**WRITTEN INSTRUCTION**
Rewrite the listing below, swapping "wristwatch" for "pocket watch" and keeping every other line and character the same.
**** PROVIDED DATA
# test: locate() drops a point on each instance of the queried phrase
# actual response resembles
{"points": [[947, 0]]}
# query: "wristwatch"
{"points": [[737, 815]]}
********
**PROBLEM SOLUTION**
# test: locate() drops a point on each instance of the queried phrase
# actual response resembles
{"points": [[947, 0]]}
# query: "pocket watch"
{"points": [[737, 815]]}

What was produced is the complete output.